* SOURCE DOCUMENT
Macbeth, Young Vic. Photo Richard Hubert Smith
The last Macbeth I saw was on the big screen and starred Michael Fassbender and Marion Cotillard. It was a powerful, visual, period piece; muscular, bloody and muddy with the Scottish Highlands rain-lashed sweeping landscapes as its back drop.
Fast forward to the Young Vic's current production, directed by Carrie Cracknell and Lucy Guerin, and it couldn't contrast more. This is contemporary setting for starters. The walls of the stark set narrow towards the back of the stage to form a door sized entry point. A segment about two thirds back slides to one side taking with it members of the cast and bringing on others as if everything is slotting into place or being ordered and filed. There are hidden doors everywhere.
In the opening battle the soldiers are dressed to look like a cross between military personnel and crime scene investigators. Rather than dying on the end of a sword, victims are suffocated with plastic bags before having their throats cut. The bodies, wrapped in plastic and gaffer tape, are piled up to be logged by a clip-board wielding official.

* WORK TO BE COMPLETED
In the Young Vic Macbeth review, how are the victims killed in the opening battle?

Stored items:

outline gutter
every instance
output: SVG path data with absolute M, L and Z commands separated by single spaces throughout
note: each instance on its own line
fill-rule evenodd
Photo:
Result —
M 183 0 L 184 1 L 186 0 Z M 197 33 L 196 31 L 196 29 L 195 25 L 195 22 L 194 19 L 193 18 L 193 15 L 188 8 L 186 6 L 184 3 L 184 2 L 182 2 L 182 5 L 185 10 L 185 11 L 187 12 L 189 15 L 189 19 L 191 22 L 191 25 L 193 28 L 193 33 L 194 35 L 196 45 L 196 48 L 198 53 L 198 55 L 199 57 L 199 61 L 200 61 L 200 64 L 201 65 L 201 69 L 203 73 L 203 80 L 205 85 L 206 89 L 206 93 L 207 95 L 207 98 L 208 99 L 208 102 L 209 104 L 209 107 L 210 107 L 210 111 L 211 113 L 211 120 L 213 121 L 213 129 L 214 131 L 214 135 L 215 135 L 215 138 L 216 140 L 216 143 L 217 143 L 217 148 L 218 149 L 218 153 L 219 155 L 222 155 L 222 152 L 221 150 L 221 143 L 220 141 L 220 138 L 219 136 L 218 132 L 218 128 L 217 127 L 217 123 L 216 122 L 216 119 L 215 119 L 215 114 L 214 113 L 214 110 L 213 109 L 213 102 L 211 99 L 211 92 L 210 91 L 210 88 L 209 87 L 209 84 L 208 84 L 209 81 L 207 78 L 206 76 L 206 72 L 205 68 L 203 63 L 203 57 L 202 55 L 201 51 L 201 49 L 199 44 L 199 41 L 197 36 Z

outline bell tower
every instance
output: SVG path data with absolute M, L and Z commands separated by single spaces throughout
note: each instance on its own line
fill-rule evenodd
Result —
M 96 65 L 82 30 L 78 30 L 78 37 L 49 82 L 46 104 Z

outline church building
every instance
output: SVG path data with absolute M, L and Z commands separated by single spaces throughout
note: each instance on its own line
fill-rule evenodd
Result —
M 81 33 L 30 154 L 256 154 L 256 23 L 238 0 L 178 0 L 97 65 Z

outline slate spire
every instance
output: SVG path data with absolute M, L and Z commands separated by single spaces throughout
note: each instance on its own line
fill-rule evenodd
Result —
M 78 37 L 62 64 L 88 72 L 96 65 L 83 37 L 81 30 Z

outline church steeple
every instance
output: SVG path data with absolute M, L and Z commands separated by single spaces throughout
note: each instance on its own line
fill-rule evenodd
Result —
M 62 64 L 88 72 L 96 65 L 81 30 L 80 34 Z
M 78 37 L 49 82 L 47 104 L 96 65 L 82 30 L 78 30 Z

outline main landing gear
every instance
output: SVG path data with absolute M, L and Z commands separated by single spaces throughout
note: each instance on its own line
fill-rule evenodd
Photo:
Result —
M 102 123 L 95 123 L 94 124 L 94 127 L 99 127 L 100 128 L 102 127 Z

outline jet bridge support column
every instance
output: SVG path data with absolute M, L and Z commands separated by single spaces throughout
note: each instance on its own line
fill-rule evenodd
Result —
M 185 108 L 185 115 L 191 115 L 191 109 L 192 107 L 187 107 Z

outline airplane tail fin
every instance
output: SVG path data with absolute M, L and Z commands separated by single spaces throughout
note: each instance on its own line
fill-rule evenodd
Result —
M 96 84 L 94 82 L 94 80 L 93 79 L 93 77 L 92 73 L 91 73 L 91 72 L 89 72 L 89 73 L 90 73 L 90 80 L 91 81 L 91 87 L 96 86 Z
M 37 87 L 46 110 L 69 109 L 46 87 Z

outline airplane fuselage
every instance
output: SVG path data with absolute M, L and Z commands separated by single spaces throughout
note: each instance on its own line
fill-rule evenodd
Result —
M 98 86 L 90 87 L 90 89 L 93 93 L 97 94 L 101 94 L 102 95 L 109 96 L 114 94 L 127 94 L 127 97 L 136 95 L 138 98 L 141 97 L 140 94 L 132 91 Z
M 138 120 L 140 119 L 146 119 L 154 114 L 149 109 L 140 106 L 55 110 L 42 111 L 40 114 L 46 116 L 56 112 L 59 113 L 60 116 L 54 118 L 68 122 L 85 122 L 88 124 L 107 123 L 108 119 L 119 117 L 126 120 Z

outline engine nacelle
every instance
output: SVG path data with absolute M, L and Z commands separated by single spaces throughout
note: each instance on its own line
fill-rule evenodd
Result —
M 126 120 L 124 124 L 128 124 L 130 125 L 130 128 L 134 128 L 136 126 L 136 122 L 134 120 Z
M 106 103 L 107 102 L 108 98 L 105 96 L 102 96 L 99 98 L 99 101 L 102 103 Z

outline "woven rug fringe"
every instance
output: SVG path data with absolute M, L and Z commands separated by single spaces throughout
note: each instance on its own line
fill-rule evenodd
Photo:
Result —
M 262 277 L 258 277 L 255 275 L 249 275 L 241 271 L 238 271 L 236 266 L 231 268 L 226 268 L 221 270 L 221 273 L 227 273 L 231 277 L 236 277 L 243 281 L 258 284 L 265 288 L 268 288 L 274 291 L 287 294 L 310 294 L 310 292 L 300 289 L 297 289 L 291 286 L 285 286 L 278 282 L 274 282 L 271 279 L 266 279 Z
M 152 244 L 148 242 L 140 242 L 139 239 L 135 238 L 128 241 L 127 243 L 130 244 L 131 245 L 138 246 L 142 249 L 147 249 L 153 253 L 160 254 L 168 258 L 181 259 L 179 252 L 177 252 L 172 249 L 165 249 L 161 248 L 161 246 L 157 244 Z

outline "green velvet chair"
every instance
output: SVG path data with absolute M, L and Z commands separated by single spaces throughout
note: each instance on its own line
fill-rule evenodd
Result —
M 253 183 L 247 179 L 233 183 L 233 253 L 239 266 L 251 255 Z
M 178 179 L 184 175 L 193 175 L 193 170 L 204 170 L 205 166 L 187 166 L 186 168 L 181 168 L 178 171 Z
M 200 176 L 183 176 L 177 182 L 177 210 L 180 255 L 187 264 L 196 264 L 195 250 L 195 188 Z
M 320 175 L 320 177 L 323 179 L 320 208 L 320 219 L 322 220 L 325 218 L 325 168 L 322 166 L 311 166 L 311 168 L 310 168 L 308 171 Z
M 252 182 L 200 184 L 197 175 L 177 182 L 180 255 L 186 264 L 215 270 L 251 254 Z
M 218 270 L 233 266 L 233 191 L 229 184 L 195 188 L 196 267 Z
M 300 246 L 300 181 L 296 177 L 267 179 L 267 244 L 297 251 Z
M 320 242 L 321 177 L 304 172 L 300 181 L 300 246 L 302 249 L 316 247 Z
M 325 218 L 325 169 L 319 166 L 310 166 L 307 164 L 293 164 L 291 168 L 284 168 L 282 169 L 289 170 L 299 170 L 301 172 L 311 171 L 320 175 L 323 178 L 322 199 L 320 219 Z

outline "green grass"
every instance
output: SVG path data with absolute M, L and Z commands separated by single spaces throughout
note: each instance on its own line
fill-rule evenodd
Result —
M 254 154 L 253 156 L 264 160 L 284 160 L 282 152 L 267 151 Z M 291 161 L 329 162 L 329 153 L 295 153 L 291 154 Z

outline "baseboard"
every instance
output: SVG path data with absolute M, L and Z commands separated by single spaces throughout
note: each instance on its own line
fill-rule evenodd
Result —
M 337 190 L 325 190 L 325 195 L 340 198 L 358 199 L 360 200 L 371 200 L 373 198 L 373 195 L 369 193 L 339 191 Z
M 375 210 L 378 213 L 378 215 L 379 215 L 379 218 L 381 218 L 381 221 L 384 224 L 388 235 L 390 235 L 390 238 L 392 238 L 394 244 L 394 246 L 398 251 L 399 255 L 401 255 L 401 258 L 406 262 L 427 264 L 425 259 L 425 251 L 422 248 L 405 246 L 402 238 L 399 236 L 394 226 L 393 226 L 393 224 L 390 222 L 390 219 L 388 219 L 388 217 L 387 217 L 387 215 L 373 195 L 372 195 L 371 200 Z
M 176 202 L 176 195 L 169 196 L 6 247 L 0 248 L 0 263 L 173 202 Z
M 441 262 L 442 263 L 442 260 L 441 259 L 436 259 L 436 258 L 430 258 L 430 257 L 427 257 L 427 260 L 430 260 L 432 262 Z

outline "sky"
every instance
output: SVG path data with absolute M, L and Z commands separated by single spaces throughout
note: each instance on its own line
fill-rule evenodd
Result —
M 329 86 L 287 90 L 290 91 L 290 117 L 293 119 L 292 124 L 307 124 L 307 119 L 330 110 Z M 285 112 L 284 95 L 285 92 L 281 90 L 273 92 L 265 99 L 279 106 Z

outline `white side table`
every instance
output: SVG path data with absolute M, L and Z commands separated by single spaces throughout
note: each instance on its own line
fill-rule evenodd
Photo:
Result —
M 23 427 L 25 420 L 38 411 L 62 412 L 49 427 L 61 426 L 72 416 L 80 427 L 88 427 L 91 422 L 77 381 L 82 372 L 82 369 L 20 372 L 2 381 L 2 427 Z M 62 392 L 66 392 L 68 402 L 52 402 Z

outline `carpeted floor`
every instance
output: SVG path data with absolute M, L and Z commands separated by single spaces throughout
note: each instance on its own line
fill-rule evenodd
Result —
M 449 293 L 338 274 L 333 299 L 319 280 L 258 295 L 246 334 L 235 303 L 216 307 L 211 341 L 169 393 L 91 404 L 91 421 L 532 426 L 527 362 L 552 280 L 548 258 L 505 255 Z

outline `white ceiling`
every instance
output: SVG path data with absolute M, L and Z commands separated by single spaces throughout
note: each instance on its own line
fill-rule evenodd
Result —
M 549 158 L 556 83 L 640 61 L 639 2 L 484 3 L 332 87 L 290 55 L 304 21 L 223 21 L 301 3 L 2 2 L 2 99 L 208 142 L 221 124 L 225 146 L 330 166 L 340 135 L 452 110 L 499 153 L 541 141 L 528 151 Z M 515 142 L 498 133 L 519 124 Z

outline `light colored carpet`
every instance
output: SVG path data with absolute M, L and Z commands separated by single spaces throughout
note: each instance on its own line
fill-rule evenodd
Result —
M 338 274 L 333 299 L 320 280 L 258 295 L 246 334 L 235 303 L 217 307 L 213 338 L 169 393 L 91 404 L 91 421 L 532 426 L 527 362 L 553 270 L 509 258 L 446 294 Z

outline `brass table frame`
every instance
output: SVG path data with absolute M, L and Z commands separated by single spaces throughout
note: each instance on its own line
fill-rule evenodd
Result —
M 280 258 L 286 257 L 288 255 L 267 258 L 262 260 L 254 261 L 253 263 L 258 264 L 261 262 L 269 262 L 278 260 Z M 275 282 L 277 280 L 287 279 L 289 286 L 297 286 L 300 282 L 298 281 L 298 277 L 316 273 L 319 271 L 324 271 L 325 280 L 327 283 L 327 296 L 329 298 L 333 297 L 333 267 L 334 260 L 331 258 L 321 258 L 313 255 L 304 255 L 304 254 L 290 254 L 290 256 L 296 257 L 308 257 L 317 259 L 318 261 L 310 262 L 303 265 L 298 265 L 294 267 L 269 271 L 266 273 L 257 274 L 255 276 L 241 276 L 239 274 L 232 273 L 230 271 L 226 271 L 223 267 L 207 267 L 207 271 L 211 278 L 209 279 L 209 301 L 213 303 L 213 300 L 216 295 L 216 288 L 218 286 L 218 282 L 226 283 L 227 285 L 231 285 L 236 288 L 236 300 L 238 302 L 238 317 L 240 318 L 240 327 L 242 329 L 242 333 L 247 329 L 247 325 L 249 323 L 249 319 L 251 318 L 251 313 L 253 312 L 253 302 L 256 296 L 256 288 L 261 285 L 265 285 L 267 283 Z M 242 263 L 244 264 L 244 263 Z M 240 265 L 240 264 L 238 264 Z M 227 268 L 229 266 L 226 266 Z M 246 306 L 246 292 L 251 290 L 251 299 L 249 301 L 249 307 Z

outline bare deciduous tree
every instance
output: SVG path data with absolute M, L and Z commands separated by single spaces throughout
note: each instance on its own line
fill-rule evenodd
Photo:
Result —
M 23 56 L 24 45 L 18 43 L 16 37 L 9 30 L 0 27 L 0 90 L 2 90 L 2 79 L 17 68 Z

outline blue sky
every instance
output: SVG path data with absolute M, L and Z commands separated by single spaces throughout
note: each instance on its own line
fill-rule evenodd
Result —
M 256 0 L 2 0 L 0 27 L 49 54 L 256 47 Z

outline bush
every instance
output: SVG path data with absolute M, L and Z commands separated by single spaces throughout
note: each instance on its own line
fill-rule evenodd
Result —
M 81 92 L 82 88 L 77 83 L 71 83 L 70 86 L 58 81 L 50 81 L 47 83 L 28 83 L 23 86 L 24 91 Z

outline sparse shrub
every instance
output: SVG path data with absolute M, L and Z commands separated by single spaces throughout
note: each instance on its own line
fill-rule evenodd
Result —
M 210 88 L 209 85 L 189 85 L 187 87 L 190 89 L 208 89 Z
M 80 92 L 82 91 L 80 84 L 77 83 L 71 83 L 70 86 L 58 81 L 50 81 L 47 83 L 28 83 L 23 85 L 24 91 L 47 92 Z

* WORKED SOLUTION
They are suffocated with plastic bags before having their throats cut.